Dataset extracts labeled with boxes
=-=-=
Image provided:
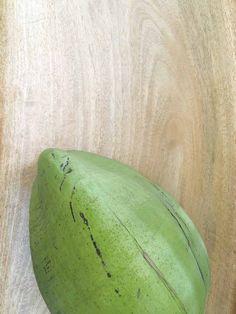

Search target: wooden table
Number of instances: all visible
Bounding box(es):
[0,0,236,314]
=-=-=
_Task description_. Rewrite the records above, changing "Search target" to "Object to locate" and keeping everything else the same. Leave out the pictures.

_Solution to this problem_.
Image provided:

Object to locate: wooden table
Number of instances: all visible
Bounding box(es):
[0,0,236,314]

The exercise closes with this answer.